▸ **WHAT THIS TASK INVOLVES**
Take the data below and repeat it exactly.
begin RECORDS FOR PROCESSING
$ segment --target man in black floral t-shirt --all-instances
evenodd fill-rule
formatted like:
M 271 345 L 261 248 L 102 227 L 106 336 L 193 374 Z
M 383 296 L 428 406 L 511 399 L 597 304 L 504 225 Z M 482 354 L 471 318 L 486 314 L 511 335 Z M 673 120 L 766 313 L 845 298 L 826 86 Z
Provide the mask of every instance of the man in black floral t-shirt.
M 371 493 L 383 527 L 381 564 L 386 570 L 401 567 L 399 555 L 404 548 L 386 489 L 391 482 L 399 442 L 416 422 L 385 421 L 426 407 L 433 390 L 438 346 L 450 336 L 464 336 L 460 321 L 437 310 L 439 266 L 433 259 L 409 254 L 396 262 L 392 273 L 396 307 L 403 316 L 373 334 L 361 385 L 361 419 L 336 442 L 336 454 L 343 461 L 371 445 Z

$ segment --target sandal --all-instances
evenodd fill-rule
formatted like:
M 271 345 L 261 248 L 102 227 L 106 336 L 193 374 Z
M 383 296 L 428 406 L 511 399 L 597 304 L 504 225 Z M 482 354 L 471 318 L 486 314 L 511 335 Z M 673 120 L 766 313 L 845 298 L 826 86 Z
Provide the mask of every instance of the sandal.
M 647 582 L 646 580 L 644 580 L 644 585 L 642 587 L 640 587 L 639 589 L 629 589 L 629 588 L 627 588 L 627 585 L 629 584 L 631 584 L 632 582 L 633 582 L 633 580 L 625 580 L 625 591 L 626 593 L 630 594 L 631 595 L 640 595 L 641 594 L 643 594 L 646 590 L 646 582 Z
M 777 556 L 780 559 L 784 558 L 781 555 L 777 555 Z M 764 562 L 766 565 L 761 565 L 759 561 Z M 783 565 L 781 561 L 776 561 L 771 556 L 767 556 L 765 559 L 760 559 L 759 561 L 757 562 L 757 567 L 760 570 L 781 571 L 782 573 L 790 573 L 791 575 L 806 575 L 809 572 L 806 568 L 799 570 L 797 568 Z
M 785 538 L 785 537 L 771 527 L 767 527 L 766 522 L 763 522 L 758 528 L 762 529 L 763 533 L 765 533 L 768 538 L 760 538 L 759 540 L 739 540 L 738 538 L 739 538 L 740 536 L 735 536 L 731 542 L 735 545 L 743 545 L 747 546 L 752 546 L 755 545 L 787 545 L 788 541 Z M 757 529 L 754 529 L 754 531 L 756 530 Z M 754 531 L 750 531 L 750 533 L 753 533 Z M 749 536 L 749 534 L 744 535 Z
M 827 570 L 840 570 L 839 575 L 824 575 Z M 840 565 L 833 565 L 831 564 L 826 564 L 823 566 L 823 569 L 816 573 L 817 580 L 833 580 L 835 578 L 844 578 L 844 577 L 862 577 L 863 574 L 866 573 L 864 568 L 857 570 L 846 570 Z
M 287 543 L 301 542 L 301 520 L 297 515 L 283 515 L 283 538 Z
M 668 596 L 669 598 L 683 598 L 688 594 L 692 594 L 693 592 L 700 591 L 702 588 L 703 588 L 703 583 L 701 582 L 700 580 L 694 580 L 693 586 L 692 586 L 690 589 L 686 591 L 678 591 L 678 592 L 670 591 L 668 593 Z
end RECORDS FOR PROCESSING
▸ **SOLUTION FOR THIS TASK**
$ segment --target man in black floral t-shirt --all-instances
evenodd fill-rule
formatted like:
M 271 345 L 261 248 L 102 227 L 106 336 L 193 374 Z
M 383 296 L 428 406 L 511 399 L 597 304 L 504 225 Z M 482 354 L 471 318 L 486 314 L 511 335 Z M 673 120 L 766 313 L 845 298 L 826 86 Z
Provide the mask of every instance of the man in black floral t-shirt.
M 371 493 L 383 527 L 381 564 L 386 570 L 401 567 L 399 555 L 404 548 L 386 489 L 391 482 L 399 442 L 416 422 L 385 421 L 426 407 L 433 390 L 438 346 L 450 336 L 464 336 L 460 321 L 437 310 L 439 266 L 433 259 L 409 254 L 396 262 L 392 273 L 396 307 L 403 316 L 373 334 L 361 385 L 361 419 L 336 442 L 336 454 L 343 461 L 371 445 Z

$ segment --target sandal --all-instances
evenodd fill-rule
formatted like:
M 271 345 L 261 248 L 102 227 L 106 336 L 193 374 Z
M 383 296 L 428 406 L 511 399 L 597 304 L 504 225 Z M 482 354 L 471 318 L 486 314 L 511 335 Z M 673 120 L 766 313 L 845 298 L 826 86 Z
Provide the mask of every instance of the sandal.
M 647 582 L 646 580 L 644 580 L 644 585 L 642 587 L 640 587 L 639 589 L 629 589 L 629 588 L 627 588 L 627 585 L 629 584 L 631 584 L 632 582 L 633 582 L 633 580 L 625 580 L 625 591 L 626 593 L 630 594 L 631 595 L 640 595 L 641 594 L 643 594 L 646 590 L 646 582 Z
M 777 556 L 780 559 L 784 558 L 781 555 L 777 555 Z M 764 562 L 766 565 L 761 565 L 759 561 Z M 783 565 L 781 561 L 776 561 L 771 556 L 767 556 L 765 559 L 760 559 L 759 561 L 757 562 L 757 567 L 760 570 L 781 571 L 782 573 L 790 573 L 791 575 L 806 575 L 809 572 L 806 568 L 799 570 L 797 568 Z
M 785 538 L 785 537 L 771 527 L 767 527 L 766 522 L 763 522 L 758 528 L 762 529 L 763 533 L 765 533 L 768 538 L 760 538 L 759 540 L 739 540 L 738 538 L 739 538 L 740 536 L 735 536 L 731 542 L 735 545 L 743 545 L 747 546 L 752 546 L 755 545 L 787 545 L 788 541 Z M 757 529 L 754 529 L 754 531 L 756 530 Z M 754 531 L 750 531 L 750 533 L 753 533 Z M 749 536 L 749 534 L 744 535 Z
M 827 570 L 840 570 L 839 575 L 824 575 Z M 840 565 L 833 565 L 831 564 L 826 564 L 823 566 L 823 569 L 816 573 L 817 580 L 833 580 L 835 578 L 844 578 L 844 577 L 862 577 L 863 574 L 866 573 L 864 568 L 857 570 L 846 570 Z
M 287 543 L 301 542 L 301 520 L 297 515 L 283 515 L 283 538 Z
M 668 596 L 669 598 L 683 598 L 688 594 L 692 594 L 693 592 L 700 591 L 702 588 L 703 588 L 703 583 L 701 582 L 700 580 L 694 580 L 693 586 L 692 586 L 690 589 L 686 591 L 678 591 L 678 592 L 670 591 L 668 593 Z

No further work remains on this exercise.